By Christine Vestal, Stateline
Although no one wants to see it happen, some state and local public health officials soon may recommend reinstating mask mandates, imposing curfews, limiting travel and even reclosing schools and businesses.
But in numerous states, including many with low vaccination rates and escalating COVID-19 hospitalizations, newly minted laws may prevent many of those public health precautions—or at least make them difficult to impose.
Earlier this year, when vaccines became available and caseloads began falling, nearly all states dropped statewide mask mandates, allowed businesses to reopen and ended restrictions on large gatherings.
Many Republican lawmakers want to keep it that way, even as COVID-19 cases spike in unvaccinated pockets of the country, largely because of the delta variant.
Starting last year, mostly GOP state legislators in nearly every state proposed hundreds of bills to either specifically preclude the use of proven public health measures or more broadly tie the hands of state and local health officials, and governors, in a public health crisis.
At least 20 states have approved laws sharply curtailing health agencies’ emergency powers to invoke restrictions such as quarantines, mask wearing, business closures and vaccine mandates.
Many of the new laws also limit the duration of public health emergencies, require legislative approval to declare or continue emergency status, and prohibit state and local governments from issuing public health safeguards without oversight by elected officials.

Stored dataset items:
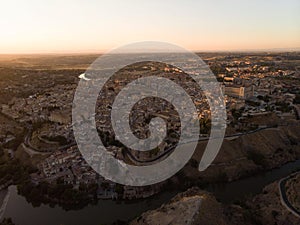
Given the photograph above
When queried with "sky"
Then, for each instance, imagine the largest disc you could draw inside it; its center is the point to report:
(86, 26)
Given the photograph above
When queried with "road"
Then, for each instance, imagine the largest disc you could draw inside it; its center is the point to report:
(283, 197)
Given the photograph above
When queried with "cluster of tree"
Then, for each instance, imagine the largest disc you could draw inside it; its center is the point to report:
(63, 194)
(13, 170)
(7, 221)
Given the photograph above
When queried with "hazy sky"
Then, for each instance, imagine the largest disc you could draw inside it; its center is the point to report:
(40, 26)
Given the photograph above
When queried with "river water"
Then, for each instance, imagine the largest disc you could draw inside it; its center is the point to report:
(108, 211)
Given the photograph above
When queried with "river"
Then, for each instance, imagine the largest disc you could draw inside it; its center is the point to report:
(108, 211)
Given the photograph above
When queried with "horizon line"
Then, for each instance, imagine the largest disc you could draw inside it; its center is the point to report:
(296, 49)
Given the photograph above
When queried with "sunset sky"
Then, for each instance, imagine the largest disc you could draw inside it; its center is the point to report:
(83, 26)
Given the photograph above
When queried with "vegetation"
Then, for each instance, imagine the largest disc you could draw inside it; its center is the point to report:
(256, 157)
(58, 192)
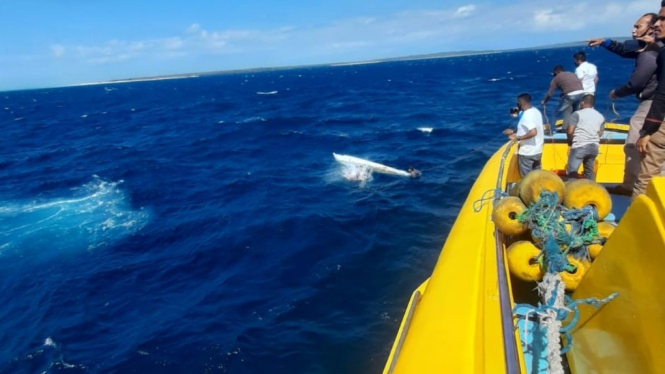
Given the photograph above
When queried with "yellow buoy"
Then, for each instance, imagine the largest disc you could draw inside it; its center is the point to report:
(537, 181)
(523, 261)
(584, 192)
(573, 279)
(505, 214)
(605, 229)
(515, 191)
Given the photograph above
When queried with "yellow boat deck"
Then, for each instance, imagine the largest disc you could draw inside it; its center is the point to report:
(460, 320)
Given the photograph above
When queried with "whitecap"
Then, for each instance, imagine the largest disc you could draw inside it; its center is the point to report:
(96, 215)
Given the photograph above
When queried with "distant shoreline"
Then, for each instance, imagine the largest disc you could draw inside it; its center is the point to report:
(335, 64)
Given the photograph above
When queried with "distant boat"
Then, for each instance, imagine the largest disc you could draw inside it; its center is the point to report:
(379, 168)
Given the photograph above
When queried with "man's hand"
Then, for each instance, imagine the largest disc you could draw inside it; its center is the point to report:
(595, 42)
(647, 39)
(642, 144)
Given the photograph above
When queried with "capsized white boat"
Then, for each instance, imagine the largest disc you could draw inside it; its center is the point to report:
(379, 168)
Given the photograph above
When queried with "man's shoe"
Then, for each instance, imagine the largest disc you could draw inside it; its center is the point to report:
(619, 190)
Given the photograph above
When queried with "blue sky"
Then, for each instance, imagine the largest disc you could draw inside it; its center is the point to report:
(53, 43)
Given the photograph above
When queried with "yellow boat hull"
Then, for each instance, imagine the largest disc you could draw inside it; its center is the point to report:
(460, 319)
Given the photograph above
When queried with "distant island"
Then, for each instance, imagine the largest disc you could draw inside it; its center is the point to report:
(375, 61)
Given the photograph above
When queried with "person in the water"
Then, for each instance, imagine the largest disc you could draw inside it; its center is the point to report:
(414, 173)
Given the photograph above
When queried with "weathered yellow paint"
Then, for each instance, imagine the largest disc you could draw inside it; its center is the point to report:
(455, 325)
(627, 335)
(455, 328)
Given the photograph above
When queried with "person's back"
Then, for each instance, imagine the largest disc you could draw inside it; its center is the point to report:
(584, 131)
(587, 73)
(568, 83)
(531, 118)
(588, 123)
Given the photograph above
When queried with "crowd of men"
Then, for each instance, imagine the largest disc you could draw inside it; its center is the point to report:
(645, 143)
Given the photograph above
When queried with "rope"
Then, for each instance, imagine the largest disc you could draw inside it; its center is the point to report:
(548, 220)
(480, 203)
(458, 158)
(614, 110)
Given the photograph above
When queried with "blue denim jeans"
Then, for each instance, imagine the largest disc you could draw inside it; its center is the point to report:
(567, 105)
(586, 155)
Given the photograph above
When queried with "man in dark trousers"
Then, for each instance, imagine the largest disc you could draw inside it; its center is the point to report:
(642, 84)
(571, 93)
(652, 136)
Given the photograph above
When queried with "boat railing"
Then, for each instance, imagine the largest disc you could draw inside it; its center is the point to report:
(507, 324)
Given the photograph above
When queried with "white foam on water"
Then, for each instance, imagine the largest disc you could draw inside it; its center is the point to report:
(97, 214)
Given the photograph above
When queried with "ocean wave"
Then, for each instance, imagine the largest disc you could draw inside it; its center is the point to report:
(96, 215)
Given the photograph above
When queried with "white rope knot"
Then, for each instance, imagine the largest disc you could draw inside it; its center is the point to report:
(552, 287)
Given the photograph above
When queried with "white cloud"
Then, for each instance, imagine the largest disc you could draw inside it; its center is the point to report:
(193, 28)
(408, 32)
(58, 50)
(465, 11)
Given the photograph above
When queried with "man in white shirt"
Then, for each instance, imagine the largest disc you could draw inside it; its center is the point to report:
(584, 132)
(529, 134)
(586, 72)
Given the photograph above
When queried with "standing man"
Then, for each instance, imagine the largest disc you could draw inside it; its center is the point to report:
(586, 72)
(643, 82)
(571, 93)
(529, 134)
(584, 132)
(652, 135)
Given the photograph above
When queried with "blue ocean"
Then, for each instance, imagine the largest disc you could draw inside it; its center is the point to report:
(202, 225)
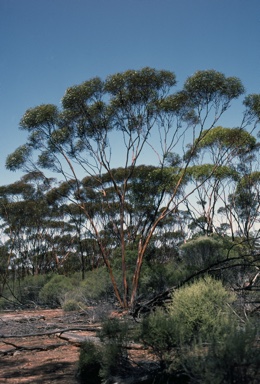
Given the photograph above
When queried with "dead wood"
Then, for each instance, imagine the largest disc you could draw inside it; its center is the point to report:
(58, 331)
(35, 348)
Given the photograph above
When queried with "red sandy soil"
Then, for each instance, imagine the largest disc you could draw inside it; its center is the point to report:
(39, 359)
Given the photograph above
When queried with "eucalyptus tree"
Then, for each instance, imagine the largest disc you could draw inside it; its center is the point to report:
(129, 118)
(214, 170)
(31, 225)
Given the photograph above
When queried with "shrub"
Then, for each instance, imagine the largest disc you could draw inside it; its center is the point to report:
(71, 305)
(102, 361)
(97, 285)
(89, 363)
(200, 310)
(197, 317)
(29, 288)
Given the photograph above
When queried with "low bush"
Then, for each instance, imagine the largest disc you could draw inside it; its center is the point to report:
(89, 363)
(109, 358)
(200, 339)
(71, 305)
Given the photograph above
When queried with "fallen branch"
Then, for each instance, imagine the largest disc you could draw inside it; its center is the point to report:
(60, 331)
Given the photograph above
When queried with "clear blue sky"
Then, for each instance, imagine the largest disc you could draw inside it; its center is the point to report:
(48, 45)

### Activity 1
Echo the public health powers article from "Many of the" to "by elected officials.".
### Activity 2
List the restrictions named in the public health powers article's sentence that begins "At least 20 states have approved laws".
### Activity 3
Rewrite the paragraph of the public health powers article that begins "Many of the new laws also limit" as a short list.
These records have nothing to do with the public health powers article.

### Task result 1
Many of the new laws also limit the duration of public health emergencies, require legislative approval to declare or continue emergency status, and prohibit state and local governments from issuing public health safeguards without oversight by elected officials.

### Task result 2
- Quarantines
- Mask wearing
- Business closures
- Vaccine mandates

### Task result 3
Many of the new laws also:
- Limit how long public health emergencies can last
- Require legislative approval to declare or continue emergency status
- Bar state and local governments from issuing public health safeguards without oversight by elected officials